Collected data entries
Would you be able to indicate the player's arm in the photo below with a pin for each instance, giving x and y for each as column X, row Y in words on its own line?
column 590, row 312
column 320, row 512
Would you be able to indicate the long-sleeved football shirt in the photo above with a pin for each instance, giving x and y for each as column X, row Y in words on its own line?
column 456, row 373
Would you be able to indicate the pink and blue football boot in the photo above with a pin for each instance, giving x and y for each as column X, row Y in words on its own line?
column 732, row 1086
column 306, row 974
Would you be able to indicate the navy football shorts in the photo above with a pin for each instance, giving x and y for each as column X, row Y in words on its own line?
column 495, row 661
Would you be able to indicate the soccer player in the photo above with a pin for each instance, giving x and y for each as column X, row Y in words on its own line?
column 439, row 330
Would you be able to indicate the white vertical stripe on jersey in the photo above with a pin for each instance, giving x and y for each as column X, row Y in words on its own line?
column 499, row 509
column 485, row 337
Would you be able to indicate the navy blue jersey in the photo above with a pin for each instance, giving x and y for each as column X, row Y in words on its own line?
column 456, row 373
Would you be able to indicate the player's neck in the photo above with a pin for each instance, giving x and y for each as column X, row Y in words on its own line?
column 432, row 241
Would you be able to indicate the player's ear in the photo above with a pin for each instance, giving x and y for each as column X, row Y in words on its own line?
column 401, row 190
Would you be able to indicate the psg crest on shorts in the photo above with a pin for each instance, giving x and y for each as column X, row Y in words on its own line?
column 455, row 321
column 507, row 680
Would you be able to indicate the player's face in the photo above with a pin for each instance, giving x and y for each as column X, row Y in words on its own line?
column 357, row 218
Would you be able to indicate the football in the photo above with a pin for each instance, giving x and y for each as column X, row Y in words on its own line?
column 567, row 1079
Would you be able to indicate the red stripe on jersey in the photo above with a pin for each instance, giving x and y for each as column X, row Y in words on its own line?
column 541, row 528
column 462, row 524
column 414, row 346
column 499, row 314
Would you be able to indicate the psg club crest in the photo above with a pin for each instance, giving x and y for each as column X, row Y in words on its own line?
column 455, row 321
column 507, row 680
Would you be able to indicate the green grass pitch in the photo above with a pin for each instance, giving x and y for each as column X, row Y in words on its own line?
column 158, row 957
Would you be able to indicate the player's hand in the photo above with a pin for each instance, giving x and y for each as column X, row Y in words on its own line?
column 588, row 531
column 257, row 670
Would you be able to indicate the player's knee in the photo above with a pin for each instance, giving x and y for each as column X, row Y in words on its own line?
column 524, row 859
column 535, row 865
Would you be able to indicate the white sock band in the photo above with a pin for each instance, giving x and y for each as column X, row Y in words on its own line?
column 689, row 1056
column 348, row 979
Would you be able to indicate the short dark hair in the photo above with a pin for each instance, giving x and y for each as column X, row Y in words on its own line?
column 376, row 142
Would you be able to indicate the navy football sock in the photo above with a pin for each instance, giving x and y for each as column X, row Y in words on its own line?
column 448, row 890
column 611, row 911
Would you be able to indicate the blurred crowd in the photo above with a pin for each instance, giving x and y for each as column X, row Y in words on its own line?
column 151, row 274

**Goal:**
Write the entries above again, swapping "with a pin" for "with a marker" wherever it occurs and leaving everything else the same.

**Exercise solution:**
Would you be able to indicate the player's arm in the photo below with a marker for each instance, giving x and y for each as column X, row Y in words on its own line?
column 590, row 312
column 320, row 512
Would you be able to indicate the long-sleeved football shirt in the photo above with a marker for each instance, giving x and y for each as column X, row Y in words on its own line?
column 456, row 373
Would you be able to indicate the pink and blue football boot in the photo above with a marker for each instance, giving x and y for each as column X, row Y in words on its own line?
column 732, row 1086
column 306, row 974
Would you be able to indicate the navy football shorts in the photo above with a marker for each instance, giving x and y for each as column X, row Y in words on its own line?
column 495, row 661
Would you be able to indicate the soccer player in the photo above with a marker for each instance, giving x and y for each as column X, row Y in words on its own line?
column 439, row 330
Would you be able to indicate the white vertical stripe on jersey in the photo above with a marker for each instance, giving x and y for each as column X, row Y in words on its own line?
column 499, row 509
column 485, row 337
Would you be able to indicate the navy blue jersey in the photo above with a marker for each instance, giving x and y for each as column X, row Y in words on its own line?
column 456, row 373
Would you be able to indicate the player's neck in the photo above with a marker for each instance, giving x and y for each as column X, row Y in words on its own line?
column 432, row 241
Would you be able to indicate the player's ear in the photo above with a marker for each instance, giving x and y for each as column X, row Y in words on its own line?
column 401, row 190
Would you be able to indicate the psg crest on shorts in the photo above with a marker for each instance, giving x and y for each as column X, row Y in words on its own line?
column 455, row 321
column 507, row 680
Would you be able to indicate the player's face in the photo above with a marker for each instance, giving x and y for each as column X, row Y in words on its own line?
column 357, row 218
Would you be able to indicate the football in the photo above with a marker for each instance, giving x and y for each as column X, row Y in words on its own line?
column 567, row 1079
Would you be able to indicate the red stripe on jersey in the photo above with a marker for each instance, giving x and y for each as column X, row Y in words on its own line?
column 541, row 528
column 462, row 524
column 414, row 346
column 499, row 314
Would you be able to indicate the psg club crest in the photo above with a marker for each instance, giving x and y for each as column X, row Y in words on its own line?
column 455, row 321
column 507, row 680
Would you be able to indicate the green grass pitch in the photo above with a marker for each instance, giving x and y for each as column X, row Y in words on its own line?
column 158, row 957
Would you be able to indicate the player's hand in the photo above with a marker for each instance, giving x and y for each as column X, row Y in words on its own line?
column 588, row 531
column 257, row 670
Would you be able to indicate the player's knee in the photo above with a marker for each instance, giving x and y for each as column X, row Y in words on its own line?
column 524, row 859
column 535, row 865
Would you be able to indicate the white sock band in the photo above with a marker for each instance, giving x and y for each as column X, row Y in words on its own line?
column 689, row 1056
column 348, row 979
Would you be able to indicate the short dark hair in the photo above with a marker for each instance, giving x and y for each as column X, row Y in words on its own line?
column 376, row 142
Would you be able to indicate the navy football sock in the photo above with a marker for each instance, giving x and y for each as column X, row Y in words on its own line?
column 448, row 890
column 611, row 911
Would you be able to indicate the blurred crowd in the photo above with a marker for each instance, giving x and y for each as column X, row Y in words on its own line?
column 151, row 274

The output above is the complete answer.